**Exercise task**
Please reproduce the part of the listing from the line containing "white ceiling detected." through the line containing "[300,11,640,262]", swapping "outline every" for "box each" and changing nothing else. Return only those lines.

* begin Record list *

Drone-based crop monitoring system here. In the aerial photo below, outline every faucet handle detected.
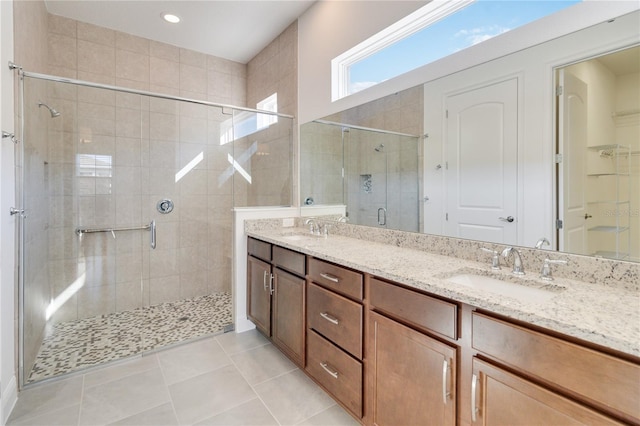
[480,247,500,271]
[540,257,568,281]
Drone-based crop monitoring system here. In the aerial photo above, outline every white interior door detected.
[558,70,589,254]
[445,78,518,244]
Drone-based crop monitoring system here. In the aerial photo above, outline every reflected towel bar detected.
[76,220,156,249]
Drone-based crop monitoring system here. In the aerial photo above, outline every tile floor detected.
[26,292,233,383]
[8,330,358,426]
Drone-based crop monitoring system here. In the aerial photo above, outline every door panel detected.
[445,79,518,244]
[558,70,589,254]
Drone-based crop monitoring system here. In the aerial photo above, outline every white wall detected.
[0,1,17,424]
[298,0,640,124]
[424,14,640,247]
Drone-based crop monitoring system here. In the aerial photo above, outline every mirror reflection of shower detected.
[38,101,60,118]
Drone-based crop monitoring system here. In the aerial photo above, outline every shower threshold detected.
[25,292,233,384]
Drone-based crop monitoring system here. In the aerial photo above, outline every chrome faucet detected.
[536,237,551,249]
[502,247,524,275]
[540,257,567,281]
[480,247,500,271]
[304,217,320,235]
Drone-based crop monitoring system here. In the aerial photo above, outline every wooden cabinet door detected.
[247,256,272,336]
[367,312,457,426]
[470,359,620,426]
[271,268,305,367]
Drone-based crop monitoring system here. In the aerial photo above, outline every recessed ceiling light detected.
[161,12,180,24]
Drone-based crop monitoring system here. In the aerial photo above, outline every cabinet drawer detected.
[273,246,307,277]
[472,313,640,422]
[306,330,362,418]
[309,258,362,301]
[307,283,362,359]
[247,237,271,262]
[369,278,458,339]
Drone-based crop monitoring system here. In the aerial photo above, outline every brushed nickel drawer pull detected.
[320,312,340,325]
[320,272,340,283]
[320,362,338,379]
[442,359,451,405]
[471,374,479,423]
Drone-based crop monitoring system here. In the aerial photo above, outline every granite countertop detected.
[247,228,640,357]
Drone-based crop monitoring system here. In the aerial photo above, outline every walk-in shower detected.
[16,71,293,386]
[300,120,421,232]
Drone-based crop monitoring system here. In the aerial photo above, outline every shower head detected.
[38,101,60,118]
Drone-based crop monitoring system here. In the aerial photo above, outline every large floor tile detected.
[8,404,80,426]
[231,344,297,385]
[300,404,360,426]
[169,365,256,424]
[84,354,160,389]
[80,368,170,425]
[158,338,231,385]
[216,329,269,355]
[196,398,278,426]
[254,370,335,425]
[10,376,83,421]
[111,402,178,426]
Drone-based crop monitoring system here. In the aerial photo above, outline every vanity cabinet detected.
[247,238,306,367]
[366,278,458,426]
[306,258,364,419]
[471,312,640,424]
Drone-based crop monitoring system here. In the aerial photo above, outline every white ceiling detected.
[45,0,315,64]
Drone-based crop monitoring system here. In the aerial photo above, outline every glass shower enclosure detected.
[300,120,420,232]
[16,72,293,386]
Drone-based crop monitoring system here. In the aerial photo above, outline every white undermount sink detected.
[446,273,562,303]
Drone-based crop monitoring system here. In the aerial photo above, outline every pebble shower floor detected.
[26,292,233,383]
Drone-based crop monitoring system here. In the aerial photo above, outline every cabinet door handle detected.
[442,359,451,405]
[320,312,340,325]
[320,362,338,379]
[320,272,340,283]
[269,274,274,294]
[471,374,478,423]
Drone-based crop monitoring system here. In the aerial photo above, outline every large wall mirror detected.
[300,11,640,262]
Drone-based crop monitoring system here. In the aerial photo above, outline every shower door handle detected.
[149,220,156,249]
[378,207,387,226]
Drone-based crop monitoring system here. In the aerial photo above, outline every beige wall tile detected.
[149,40,180,62]
[180,64,207,94]
[78,39,116,77]
[116,49,149,82]
[149,56,180,89]
[49,15,78,38]
[77,21,116,47]
[48,34,78,69]
[116,31,150,56]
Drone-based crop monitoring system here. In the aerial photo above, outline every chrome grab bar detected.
[76,220,156,249]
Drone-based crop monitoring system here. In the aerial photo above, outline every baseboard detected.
[0,376,18,425]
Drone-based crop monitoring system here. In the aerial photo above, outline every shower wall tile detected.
[116,31,150,56]
[77,21,116,47]
[48,34,78,68]
[116,49,149,83]
[149,56,180,89]
[48,15,77,38]
[180,63,207,94]
[149,274,180,305]
[78,40,116,77]
[149,40,180,62]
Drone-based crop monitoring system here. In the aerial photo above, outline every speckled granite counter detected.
[246,221,640,357]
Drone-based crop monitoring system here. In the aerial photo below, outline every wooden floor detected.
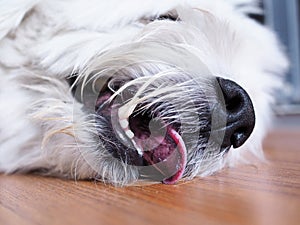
[0,130,300,225]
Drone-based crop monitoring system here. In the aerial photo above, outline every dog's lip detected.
[163,126,187,184]
[96,87,187,184]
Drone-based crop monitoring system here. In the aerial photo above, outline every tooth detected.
[125,130,134,139]
[119,119,129,129]
[118,104,136,120]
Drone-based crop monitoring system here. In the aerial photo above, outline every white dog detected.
[0,0,288,185]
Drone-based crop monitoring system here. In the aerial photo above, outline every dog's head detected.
[10,0,287,185]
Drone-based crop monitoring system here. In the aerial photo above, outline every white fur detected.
[0,0,288,183]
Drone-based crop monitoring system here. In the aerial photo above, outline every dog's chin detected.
[96,87,187,184]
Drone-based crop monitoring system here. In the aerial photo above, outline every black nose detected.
[217,78,255,148]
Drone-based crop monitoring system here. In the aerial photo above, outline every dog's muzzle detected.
[92,78,255,184]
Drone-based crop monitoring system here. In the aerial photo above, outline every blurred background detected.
[255,0,300,128]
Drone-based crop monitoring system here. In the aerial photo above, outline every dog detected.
[0,0,289,186]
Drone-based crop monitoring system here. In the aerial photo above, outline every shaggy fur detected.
[0,0,288,185]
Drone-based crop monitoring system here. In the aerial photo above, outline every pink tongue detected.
[140,127,187,184]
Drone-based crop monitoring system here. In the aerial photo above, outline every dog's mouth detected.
[96,85,187,184]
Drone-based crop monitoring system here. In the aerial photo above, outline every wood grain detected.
[0,131,300,225]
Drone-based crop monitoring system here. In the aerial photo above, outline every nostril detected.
[225,96,243,113]
[217,78,255,148]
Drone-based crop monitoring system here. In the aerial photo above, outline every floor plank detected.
[0,130,300,225]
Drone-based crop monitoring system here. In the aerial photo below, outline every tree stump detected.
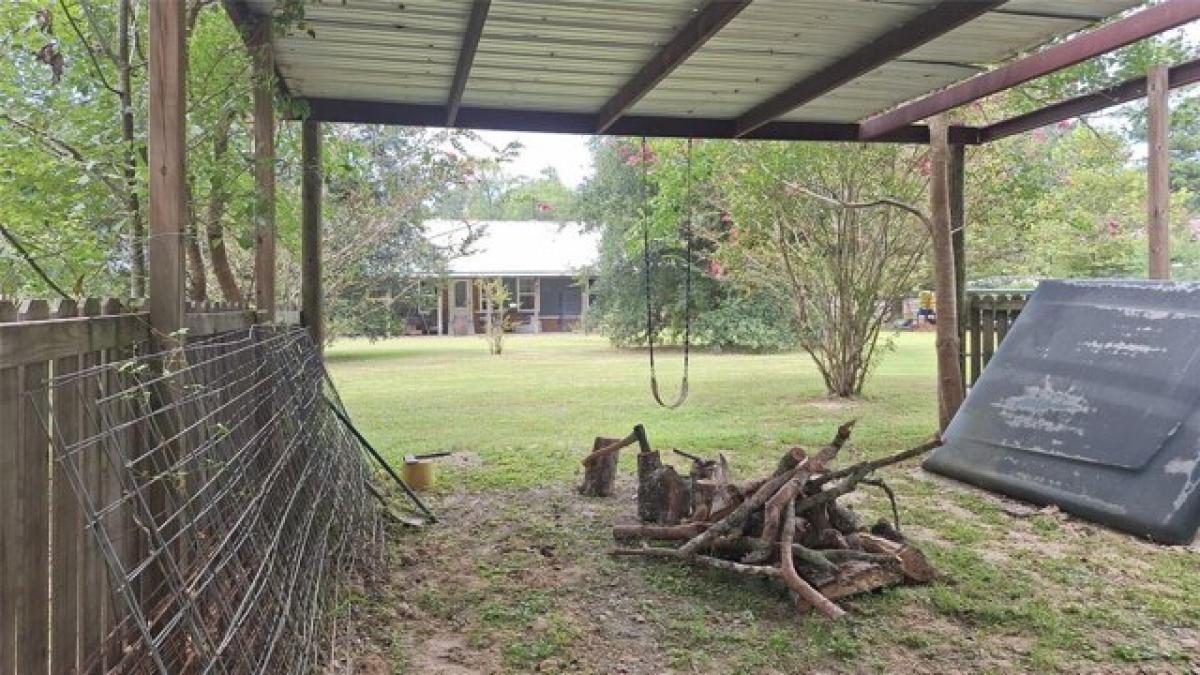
[580,436,620,497]
[637,452,691,525]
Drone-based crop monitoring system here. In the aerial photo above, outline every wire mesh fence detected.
[40,327,379,674]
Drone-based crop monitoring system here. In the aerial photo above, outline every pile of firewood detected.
[580,422,941,619]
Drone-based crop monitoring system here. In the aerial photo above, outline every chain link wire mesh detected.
[39,327,380,675]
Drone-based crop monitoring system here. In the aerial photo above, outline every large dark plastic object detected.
[924,280,1200,544]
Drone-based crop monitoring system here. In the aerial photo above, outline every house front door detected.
[449,279,475,335]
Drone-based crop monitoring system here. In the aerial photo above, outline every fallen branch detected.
[608,546,779,577]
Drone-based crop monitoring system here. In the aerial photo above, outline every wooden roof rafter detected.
[734,0,1004,138]
[979,59,1200,143]
[862,0,1200,139]
[595,0,751,133]
[446,0,492,126]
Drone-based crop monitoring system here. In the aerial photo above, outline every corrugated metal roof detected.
[424,220,600,276]
[246,0,1140,123]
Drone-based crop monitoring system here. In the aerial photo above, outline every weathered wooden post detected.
[252,20,275,323]
[948,143,967,392]
[148,0,187,347]
[138,0,187,638]
[929,114,962,429]
[1146,64,1171,279]
[300,120,325,353]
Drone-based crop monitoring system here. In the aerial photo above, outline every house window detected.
[454,281,468,310]
[516,276,538,312]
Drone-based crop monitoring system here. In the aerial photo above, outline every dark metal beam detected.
[590,0,750,133]
[863,0,1200,138]
[736,0,1004,137]
[979,59,1200,143]
[306,98,979,145]
[446,0,492,126]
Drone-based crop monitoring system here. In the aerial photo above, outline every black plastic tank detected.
[924,280,1200,544]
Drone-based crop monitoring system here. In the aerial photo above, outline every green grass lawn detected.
[328,334,936,485]
[328,334,1200,673]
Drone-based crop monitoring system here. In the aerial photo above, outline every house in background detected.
[425,220,600,335]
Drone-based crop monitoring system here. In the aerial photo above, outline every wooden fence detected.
[0,299,295,675]
[959,291,1030,388]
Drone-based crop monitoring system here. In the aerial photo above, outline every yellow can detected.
[402,459,433,490]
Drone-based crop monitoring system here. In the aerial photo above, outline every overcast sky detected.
[479,131,592,187]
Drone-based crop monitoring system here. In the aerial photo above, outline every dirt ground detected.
[335,470,1200,675]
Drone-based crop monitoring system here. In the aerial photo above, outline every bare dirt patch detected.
[344,476,1200,675]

* end Record list *

**Solution to this problem**
Drone-based crop monitoring system here. In the aerial photo above, box each white ceiling detected.
[45,0,315,64]
Drone-based crop monitoring system here. In the aerial photo above, box each glass shower enclosure detected.
[300,120,420,232]
[16,72,293,386]
Drone-based crop monitoring system here. In the aerial photo above, box each white undermount sink detected.
[446,273,562,303]
Drone-based crop monitoring system here. In the aerial photo above, box each pebble shower floor detected.
[26,292,233,383]
Drone-based crop monitoring system here. In the aerial photo above, box each cabinet door handle detected.
[442,359,451,405]
[320,312,340,325]
[320,362,338,379]
[320,272,340,283]
[269,274,274,294]
[471,374,478,423]
Drone-based crop monitoring system here. In the aerial photo above, box each large wall mirror detected.
[300,11,640,262]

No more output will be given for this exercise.